*** Material for this exercise Section Begins ***

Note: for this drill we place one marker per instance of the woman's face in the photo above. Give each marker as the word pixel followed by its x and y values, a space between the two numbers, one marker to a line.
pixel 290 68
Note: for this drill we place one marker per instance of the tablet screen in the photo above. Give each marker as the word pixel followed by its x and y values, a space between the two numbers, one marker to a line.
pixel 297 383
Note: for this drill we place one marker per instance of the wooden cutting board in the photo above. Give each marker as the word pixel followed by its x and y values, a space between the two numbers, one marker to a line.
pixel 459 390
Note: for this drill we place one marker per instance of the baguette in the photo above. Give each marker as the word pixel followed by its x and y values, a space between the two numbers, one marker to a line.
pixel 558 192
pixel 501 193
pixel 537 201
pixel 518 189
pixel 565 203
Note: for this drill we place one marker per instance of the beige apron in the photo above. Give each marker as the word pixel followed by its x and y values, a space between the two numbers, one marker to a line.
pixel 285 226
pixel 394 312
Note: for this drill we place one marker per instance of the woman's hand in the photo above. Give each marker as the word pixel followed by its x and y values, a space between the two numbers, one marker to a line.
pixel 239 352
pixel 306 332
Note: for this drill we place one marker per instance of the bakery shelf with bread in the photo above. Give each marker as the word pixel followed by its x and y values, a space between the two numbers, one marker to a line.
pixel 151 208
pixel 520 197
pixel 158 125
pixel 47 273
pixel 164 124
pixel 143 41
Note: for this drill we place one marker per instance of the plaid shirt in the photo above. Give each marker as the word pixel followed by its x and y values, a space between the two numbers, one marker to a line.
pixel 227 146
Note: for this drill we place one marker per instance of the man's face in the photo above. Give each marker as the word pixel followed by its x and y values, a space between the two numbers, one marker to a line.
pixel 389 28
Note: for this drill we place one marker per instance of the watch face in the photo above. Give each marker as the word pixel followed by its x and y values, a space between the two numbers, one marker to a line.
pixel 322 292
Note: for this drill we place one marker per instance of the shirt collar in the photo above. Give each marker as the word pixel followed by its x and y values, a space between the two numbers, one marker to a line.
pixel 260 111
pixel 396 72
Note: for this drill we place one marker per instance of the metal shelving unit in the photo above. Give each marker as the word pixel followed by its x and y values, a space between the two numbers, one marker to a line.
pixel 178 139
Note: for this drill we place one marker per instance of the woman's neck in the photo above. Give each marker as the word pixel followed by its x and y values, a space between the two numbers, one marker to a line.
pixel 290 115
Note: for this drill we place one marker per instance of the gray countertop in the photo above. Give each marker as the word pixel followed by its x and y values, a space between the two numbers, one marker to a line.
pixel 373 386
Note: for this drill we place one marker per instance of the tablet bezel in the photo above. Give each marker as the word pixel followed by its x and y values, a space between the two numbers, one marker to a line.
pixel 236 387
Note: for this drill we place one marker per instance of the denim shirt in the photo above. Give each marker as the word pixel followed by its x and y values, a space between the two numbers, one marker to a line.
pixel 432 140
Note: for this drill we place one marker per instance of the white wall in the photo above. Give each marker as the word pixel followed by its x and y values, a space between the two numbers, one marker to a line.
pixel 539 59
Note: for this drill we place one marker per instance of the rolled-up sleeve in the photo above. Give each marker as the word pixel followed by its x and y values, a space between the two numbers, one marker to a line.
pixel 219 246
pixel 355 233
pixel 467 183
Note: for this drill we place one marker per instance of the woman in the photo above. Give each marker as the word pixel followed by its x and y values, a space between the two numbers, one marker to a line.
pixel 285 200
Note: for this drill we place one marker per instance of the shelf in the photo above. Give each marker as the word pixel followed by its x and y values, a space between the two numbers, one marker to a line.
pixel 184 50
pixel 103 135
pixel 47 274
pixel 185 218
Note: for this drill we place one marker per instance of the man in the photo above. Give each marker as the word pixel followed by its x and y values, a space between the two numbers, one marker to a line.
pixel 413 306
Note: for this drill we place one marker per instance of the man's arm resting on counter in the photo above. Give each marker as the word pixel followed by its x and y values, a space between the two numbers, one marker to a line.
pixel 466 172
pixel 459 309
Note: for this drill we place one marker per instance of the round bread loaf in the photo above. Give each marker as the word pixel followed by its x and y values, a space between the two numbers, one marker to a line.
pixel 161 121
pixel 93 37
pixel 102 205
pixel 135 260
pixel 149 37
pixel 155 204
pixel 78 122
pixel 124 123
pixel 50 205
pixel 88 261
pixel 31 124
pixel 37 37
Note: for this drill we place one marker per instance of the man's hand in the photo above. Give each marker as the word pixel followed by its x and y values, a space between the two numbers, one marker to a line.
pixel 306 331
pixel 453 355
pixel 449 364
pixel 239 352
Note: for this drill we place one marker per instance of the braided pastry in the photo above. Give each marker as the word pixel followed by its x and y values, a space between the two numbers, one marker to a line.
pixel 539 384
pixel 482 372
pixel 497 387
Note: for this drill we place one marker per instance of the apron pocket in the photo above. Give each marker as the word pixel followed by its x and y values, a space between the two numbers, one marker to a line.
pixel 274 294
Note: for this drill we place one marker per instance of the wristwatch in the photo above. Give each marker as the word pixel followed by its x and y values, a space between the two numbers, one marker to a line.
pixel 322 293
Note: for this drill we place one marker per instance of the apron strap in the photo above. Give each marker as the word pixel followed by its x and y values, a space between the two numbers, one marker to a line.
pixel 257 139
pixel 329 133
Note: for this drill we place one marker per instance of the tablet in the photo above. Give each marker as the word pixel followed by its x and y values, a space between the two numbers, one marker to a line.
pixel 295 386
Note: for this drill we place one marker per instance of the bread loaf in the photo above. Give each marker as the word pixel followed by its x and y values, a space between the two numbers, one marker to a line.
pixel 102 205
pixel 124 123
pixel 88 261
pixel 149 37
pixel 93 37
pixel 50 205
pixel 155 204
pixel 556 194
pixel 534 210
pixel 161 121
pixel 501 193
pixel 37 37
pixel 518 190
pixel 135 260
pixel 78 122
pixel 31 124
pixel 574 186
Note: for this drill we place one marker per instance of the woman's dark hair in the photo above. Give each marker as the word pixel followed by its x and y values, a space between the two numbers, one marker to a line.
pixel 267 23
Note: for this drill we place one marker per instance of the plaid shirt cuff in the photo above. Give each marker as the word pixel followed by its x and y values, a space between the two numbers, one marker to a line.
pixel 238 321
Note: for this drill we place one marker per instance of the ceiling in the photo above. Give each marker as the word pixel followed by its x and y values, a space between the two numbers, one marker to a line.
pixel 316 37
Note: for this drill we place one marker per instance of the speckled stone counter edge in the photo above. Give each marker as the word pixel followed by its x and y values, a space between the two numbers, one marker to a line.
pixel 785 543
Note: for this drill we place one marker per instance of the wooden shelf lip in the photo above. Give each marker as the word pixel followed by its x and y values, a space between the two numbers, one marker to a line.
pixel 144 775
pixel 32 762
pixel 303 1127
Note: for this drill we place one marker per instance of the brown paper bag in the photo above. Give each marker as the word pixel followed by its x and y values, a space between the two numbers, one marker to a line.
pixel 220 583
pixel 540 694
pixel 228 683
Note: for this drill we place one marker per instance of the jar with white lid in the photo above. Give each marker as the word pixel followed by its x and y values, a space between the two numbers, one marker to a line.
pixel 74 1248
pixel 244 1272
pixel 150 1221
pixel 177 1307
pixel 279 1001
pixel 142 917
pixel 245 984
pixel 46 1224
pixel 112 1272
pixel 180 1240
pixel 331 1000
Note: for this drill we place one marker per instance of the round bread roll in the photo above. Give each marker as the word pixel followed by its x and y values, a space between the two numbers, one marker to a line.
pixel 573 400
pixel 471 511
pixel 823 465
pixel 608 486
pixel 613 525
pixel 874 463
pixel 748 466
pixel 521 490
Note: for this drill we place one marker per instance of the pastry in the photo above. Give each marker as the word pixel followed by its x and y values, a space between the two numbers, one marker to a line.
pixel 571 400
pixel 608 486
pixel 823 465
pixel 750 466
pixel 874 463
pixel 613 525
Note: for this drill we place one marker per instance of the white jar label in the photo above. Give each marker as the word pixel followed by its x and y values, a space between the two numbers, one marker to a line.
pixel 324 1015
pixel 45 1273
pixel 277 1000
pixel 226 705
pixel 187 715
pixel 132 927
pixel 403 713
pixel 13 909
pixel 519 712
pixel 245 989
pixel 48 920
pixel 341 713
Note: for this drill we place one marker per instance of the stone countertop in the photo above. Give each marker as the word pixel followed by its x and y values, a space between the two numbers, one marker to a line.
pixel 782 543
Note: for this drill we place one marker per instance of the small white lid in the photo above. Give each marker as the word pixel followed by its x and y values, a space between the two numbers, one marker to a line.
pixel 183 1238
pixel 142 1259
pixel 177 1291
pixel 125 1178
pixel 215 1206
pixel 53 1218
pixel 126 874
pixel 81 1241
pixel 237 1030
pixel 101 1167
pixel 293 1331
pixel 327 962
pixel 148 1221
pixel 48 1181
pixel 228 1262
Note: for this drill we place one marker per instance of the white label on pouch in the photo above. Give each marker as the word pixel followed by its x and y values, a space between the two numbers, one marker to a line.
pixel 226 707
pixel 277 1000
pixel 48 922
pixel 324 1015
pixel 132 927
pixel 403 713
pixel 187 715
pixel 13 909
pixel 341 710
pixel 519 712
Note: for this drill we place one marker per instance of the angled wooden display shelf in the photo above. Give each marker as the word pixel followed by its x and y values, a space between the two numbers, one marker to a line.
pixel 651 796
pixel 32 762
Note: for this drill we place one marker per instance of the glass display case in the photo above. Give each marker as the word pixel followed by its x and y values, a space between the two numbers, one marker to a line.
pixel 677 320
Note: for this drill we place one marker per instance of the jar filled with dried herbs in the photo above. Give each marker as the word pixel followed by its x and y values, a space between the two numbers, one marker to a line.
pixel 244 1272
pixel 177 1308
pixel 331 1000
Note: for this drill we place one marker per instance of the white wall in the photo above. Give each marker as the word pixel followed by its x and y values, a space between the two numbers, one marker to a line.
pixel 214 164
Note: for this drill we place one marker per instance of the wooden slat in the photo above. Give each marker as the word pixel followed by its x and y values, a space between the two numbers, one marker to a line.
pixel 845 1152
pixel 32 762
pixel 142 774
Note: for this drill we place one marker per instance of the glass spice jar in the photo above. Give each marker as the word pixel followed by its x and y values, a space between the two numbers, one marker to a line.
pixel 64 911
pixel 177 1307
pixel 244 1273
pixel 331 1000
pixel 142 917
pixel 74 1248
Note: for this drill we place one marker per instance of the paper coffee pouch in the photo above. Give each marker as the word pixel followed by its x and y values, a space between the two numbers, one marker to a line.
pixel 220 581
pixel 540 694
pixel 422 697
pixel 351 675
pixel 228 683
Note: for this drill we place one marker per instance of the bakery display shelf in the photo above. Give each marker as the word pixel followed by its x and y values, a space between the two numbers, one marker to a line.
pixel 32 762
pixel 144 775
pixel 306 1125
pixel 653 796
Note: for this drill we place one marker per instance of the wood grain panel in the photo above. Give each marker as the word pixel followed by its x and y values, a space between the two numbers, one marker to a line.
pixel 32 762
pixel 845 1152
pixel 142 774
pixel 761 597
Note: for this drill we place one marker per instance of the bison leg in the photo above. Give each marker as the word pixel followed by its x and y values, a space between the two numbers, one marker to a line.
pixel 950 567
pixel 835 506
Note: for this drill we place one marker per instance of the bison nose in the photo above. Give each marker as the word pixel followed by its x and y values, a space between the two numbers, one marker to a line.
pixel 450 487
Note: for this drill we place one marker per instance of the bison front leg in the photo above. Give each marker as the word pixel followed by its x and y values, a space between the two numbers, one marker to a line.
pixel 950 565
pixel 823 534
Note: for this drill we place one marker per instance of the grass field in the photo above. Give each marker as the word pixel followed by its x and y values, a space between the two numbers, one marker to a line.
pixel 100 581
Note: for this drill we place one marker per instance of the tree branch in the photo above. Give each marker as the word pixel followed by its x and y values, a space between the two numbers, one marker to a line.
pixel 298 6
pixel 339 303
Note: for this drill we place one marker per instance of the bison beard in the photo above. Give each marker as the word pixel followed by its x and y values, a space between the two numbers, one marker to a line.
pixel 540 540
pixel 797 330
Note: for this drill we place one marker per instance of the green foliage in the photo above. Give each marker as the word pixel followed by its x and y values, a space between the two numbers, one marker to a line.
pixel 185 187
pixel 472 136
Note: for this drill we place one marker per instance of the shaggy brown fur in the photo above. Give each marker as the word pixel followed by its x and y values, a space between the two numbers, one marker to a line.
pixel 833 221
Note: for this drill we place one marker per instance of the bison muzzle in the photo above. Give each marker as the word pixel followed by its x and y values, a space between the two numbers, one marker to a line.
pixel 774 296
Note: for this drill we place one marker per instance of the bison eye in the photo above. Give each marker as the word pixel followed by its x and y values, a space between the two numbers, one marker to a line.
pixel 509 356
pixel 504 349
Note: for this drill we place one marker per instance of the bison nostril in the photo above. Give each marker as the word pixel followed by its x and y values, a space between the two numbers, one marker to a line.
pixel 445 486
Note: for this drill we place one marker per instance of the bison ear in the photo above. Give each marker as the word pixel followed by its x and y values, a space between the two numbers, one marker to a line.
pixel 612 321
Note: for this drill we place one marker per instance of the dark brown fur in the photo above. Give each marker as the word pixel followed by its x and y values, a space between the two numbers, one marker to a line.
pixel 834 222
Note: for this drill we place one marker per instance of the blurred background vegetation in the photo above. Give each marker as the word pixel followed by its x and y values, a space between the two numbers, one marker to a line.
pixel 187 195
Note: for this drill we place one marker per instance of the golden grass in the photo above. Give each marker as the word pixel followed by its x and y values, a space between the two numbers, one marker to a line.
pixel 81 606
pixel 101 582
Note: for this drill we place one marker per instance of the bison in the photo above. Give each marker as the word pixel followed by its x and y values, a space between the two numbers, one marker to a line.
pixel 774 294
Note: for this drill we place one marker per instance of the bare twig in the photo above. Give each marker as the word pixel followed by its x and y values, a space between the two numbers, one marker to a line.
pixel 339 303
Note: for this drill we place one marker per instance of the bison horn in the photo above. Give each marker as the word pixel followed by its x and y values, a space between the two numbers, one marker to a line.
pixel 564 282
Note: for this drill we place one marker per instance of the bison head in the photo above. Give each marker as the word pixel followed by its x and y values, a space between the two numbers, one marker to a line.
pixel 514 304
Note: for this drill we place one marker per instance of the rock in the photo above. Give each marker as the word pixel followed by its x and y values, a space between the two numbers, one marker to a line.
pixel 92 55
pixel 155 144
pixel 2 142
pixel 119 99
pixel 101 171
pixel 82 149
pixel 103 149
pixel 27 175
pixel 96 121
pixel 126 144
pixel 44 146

*** Material for this exercise Section Ends ***

Keep only the lines from the line with "of the blurred" to the end of the records above, and repeat them exactly.

▶ Exercise result
Note: for this drill we place one marker per instance of the blurred background vegetation in the photo above. Give each marker as the word pixel followed by its x and y values, a space between the two numbers, one marker to a line.
pixel 187 195
Note: for this drill we place one marker per instance of the golden grass in the photo above. Give each marker as the word pixel followed by its x and y values, a space between the two numbers, one marker to a line.
pixel 81 606
pixel 101 582
Note: for this drill we place one marker per instance of the bison in the photo above. Give each marker as the word pixel followed by its x and y values, a space between the two numbers, one marker to a line.
pixel 774 294
Note: for this drill we place one marker per instance of the bare twig in the photo above. Give each marker as the word pixel followed by its x and y values, a space between the two numbers, one marker to a line.
pixel 339 303
Note: for this drill we place one marker per instance of the bison horn in the photo above. Give each marker as the word pixel followed by its x and y values, a space between the two numbers, one marker to a line.
pixel 564 282
Note: for this drill we place one marker per instance of the bison head in the photo above. Give each marker as the word pixel followed by its x and y values, a space between the two numbers, one marker to a line.
pixel 514 304
Note: for this drill we place one marker per instance of the rock in the photo above. Give each marker as the word pixel followed by its x and y values, a space between the two numbers, one marker to a line.
pixel 92 55
pixel 155 144
pixel 2 142
pixel 119 99
pixel 101 171
pixel 82 149
pixel 103 149
pixel 27 175
pixel 96 121
pixel 126 144
pixel 44 146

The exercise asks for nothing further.